# Applying Gradient Descent to a Regression Problem

Let's try to use gradient descent to solve a real-life linear regression problem. Our goal will be to build a simple linear regression model to predict the sales of some product based on the amount of money spent on advertising.

Build a model with three predictors.

Initially take all weights equal to 0, set the learning rate as 0.00005 and train the model for 500000 iterations.

Get the resulting weights for the three predictors.

In [1]:
import numpy as np
import pandas as pd

In [2]:
df = pd.read_csv('Advertising.csv',index_col=0)
df.head()

Unnamed: 0,TV,radio,newspaper,sales
1,230.1,37.8,69.2,22.1
2,44.5,39.3,45.1,10.4
3,17.2,45.9,69.3,9.3
4,151.5,41.3,58.5,18.5
5,180.8,10.8,58.4,12.9


In [3]:
X = df[['TV', 'radio', 'newspaper']] #Our features
y = df['sales'] #Target variable

#Bring all the data in a form convenient for the model
n = len(y)
X = np.append(np.ones((n,1)), X.values.reshape(n,3), axis = 1) #Add a column of ones
y = df['sales'].values.reshape(n,1) #Convert a target variable
par = np.zeros((4,1)) #Create a parameters vector

In [4]:
#A function for calculating the root mean square error. The result of the function we will be minimize.

def cost_function(X, y, par):
    y_pred = np.dot(X, par) #make prediction
    error = (y_pred - y)**2 #calculate the mean square error
    cost = 1/(n)*np.sum(error)
    return cost

In [5]:
#A function for calculation of gradient descent 

def grad_d(X, y, par, alpha, iterations):
    costs = []
    for i in range(iterations):
        y_pred = np.dot(X, par)
        der = np.dot(X.transpose(), (y_pred - y)) / n
        par -= alpha * der
        costs.append(cost_function(X, y, par))
    return par, costs

In [6]:
#Get results
par, costs = grad_d(X, y, par, 0.00005, 500000)
par

array([[ 2.86254595e+00],
       [ 4.59731305e-02],
       [ 1.89405798e-01],
       [-5.73781627e-04]])

WHAT IS EXPECTED ->
In the gradient descent walkthrough, turn the paragraph that begins "Let's try to use gradient descent" into a short bulleted list that keeps its main facts.

Region annotation entries
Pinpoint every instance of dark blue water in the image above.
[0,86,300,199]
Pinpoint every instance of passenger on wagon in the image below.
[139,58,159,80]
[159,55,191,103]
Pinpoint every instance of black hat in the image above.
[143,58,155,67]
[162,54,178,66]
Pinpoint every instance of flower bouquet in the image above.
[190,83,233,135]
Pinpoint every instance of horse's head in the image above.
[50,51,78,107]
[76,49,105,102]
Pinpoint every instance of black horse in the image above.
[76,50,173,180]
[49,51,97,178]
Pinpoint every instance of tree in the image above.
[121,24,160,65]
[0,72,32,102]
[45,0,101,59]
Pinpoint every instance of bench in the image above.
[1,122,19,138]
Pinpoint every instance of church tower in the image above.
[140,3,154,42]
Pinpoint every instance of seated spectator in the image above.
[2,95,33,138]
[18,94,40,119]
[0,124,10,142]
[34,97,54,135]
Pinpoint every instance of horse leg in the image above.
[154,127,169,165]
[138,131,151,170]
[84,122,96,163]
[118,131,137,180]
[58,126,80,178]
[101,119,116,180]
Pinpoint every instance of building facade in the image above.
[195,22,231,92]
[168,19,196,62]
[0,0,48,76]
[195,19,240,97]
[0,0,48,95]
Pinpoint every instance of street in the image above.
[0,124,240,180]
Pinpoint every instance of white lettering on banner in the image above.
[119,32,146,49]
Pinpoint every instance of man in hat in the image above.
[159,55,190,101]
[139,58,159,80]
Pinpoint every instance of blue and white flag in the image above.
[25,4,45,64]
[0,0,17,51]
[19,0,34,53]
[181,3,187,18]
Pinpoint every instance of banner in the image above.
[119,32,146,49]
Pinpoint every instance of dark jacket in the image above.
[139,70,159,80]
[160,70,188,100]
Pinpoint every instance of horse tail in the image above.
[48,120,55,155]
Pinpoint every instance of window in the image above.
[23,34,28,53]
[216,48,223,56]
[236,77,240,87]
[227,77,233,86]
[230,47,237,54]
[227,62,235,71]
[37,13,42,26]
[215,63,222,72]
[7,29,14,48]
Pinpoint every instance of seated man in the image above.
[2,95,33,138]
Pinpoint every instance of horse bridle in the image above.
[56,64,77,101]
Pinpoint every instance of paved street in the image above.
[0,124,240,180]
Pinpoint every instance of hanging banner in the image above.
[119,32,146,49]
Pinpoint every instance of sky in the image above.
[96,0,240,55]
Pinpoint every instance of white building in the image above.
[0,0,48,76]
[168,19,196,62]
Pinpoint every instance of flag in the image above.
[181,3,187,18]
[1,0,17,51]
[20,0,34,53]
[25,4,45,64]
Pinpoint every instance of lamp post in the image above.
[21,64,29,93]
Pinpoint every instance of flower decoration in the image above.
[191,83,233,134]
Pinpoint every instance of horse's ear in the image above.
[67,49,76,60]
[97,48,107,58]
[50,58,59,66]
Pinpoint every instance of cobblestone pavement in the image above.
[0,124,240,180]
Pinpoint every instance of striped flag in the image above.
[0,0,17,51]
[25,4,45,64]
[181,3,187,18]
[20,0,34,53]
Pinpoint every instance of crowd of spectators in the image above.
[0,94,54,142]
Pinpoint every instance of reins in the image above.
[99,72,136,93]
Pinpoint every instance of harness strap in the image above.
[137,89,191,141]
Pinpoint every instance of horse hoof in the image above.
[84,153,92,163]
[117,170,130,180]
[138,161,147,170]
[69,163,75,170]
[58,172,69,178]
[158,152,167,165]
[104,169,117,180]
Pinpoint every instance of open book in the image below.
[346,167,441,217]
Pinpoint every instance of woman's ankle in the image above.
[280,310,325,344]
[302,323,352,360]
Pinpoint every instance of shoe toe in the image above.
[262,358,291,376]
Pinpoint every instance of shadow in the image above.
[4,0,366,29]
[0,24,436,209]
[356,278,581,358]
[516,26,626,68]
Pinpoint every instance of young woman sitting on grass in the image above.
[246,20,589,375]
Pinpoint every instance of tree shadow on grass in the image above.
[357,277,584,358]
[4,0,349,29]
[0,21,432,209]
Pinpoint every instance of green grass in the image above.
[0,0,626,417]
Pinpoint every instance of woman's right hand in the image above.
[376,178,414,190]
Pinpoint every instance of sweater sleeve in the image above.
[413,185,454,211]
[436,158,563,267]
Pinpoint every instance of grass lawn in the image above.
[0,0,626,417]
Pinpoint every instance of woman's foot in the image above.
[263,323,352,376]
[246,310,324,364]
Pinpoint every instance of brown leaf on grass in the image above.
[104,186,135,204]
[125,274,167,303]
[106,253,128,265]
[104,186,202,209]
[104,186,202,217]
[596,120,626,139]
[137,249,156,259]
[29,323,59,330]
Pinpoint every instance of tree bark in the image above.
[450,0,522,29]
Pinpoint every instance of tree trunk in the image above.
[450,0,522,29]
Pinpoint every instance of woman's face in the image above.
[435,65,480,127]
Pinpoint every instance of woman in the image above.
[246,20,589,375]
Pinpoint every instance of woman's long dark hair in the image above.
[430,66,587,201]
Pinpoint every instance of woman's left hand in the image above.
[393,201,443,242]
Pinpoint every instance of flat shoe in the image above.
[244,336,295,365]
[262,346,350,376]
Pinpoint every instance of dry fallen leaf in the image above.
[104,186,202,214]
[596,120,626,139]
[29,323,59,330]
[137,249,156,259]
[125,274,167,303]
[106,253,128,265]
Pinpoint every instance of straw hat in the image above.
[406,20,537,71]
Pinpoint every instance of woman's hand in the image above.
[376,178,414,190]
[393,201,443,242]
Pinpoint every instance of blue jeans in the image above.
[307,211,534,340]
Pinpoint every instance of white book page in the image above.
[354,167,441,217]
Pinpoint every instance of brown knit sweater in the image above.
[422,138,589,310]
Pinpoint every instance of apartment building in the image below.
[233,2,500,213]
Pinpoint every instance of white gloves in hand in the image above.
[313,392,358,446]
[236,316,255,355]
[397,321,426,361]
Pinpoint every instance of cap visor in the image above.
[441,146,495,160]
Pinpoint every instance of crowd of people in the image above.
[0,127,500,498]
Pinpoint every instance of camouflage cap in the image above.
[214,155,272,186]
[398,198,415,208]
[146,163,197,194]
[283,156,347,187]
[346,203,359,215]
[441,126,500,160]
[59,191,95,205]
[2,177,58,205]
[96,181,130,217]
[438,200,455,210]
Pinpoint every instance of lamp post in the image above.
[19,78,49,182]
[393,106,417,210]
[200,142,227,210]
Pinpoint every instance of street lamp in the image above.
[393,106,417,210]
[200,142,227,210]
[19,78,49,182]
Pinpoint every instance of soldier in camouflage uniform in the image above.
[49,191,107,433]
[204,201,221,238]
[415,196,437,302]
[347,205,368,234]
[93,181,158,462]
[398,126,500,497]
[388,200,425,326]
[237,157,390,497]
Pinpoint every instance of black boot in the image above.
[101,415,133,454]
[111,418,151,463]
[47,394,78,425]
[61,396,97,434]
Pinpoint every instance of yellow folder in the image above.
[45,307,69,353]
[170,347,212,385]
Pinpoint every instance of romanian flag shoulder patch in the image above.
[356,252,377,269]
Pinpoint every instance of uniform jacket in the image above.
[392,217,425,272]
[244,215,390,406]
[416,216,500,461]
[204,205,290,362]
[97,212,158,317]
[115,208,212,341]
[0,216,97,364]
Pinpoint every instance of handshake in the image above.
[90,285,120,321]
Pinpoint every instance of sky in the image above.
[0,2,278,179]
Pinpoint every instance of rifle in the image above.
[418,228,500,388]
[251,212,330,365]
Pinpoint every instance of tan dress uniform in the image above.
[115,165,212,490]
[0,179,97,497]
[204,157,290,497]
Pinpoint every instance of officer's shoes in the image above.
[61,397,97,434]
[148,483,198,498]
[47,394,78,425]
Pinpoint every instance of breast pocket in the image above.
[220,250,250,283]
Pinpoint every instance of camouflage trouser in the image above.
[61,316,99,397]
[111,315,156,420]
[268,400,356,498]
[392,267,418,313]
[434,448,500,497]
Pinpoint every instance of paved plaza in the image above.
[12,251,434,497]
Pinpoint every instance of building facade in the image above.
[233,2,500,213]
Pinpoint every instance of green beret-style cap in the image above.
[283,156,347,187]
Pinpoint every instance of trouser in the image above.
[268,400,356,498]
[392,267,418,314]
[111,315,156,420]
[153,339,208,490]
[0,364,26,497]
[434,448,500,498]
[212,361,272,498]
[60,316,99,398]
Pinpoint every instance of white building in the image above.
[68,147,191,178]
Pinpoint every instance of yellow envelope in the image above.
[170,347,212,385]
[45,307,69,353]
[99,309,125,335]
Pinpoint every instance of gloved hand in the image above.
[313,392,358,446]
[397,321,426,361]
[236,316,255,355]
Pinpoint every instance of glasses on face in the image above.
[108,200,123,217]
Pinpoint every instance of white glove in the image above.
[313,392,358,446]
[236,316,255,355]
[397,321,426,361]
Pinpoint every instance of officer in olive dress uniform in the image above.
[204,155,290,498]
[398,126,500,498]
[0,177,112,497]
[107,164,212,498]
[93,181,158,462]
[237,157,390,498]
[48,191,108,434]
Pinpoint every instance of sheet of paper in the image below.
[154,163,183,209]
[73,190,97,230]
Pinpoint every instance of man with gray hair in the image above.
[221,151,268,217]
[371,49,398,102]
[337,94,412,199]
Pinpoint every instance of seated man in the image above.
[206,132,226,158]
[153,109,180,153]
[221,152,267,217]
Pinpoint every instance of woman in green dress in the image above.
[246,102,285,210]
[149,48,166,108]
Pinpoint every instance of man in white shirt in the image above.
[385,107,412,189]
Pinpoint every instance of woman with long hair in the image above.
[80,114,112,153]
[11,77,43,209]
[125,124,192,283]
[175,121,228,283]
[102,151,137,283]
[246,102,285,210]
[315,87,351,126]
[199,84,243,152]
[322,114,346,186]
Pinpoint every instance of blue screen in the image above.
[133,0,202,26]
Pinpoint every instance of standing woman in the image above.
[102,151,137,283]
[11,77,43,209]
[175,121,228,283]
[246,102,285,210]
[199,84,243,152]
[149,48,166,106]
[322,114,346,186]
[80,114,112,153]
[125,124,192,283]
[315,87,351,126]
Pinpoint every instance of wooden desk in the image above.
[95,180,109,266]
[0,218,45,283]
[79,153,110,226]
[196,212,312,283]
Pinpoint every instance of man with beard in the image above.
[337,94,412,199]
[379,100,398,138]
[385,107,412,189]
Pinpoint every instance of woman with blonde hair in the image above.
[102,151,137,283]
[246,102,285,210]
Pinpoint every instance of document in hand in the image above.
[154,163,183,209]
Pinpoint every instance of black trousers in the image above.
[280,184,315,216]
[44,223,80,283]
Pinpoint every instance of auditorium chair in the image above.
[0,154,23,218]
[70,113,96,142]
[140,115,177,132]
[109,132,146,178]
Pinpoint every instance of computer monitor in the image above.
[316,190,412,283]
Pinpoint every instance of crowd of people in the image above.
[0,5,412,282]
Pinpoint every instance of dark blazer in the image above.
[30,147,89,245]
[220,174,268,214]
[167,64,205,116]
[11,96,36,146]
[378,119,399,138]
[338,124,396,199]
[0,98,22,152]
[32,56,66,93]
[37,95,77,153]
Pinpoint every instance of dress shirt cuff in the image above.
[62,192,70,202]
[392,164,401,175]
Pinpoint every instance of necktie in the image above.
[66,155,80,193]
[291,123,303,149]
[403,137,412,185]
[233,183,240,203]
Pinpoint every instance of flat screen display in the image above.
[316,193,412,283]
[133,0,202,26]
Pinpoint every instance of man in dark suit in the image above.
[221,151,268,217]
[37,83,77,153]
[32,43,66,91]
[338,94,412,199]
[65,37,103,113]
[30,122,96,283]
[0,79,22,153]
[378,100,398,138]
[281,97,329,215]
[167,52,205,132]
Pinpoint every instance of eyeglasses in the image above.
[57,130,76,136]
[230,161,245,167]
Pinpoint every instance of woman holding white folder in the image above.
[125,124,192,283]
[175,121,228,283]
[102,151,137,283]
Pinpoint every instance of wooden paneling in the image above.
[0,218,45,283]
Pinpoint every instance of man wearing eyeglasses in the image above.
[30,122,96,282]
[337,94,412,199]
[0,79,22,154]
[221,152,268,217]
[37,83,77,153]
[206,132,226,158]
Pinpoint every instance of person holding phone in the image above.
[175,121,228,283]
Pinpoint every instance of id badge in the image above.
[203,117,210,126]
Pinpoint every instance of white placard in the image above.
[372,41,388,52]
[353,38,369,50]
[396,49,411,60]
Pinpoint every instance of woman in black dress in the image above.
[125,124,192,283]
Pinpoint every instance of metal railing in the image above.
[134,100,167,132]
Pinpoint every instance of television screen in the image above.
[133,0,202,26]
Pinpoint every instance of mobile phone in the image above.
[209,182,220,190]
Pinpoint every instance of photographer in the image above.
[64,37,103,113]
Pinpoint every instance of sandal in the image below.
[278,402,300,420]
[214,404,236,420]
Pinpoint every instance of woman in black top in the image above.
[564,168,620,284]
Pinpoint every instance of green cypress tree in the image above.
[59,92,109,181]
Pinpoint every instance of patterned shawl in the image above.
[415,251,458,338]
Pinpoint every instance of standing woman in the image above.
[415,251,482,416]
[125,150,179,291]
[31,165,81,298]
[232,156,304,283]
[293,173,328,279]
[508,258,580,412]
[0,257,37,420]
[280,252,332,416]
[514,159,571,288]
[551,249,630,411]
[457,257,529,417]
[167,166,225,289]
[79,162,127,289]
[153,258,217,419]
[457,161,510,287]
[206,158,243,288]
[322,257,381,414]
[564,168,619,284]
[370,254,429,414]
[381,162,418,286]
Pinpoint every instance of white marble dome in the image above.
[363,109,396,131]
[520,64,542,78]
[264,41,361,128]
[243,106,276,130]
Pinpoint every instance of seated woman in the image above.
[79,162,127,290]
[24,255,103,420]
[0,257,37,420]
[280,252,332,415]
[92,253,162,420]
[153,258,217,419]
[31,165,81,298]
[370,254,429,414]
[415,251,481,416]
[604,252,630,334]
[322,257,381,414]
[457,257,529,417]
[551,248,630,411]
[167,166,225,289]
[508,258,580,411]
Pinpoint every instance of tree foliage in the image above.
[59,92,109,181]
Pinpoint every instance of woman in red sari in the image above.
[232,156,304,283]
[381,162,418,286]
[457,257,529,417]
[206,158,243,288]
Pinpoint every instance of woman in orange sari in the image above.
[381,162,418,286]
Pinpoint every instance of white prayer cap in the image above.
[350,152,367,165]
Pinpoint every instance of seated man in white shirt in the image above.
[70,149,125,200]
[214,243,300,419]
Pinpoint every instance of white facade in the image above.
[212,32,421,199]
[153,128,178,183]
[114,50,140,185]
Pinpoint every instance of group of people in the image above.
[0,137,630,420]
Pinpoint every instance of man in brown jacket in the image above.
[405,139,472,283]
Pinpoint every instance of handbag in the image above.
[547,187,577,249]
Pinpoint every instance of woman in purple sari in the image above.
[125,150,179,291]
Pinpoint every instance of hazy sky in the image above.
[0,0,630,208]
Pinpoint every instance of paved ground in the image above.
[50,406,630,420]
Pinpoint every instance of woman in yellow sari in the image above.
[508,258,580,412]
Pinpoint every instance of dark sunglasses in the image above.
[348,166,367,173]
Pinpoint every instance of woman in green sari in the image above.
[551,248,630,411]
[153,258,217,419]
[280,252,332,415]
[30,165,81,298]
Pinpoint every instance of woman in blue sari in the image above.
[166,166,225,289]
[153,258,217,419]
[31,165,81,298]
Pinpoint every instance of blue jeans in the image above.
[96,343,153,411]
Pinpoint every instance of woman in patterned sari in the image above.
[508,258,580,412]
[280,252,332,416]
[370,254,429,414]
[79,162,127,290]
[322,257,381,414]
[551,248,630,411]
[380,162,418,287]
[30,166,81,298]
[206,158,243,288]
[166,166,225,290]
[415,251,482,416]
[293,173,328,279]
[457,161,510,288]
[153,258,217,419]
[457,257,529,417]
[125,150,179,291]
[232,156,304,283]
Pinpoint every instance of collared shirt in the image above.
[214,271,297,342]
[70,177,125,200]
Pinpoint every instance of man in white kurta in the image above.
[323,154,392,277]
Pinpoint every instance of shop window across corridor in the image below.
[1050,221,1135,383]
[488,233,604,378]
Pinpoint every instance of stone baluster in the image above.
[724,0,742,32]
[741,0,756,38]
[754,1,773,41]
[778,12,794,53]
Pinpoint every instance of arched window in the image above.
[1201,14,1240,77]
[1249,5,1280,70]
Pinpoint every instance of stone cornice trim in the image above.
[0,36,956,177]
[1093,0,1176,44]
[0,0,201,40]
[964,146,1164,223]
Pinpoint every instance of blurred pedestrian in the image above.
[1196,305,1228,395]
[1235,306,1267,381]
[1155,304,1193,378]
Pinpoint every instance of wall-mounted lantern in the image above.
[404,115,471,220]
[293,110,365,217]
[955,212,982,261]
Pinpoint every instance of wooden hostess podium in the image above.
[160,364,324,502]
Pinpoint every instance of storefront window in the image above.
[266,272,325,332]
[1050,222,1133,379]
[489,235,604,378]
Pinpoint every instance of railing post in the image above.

SOLUTION ->
- Use gradient descent on a real linear regression problem.
- Build a simple linear regression model.
- Have the model predict a product's sales from the amount of money spent on advertising.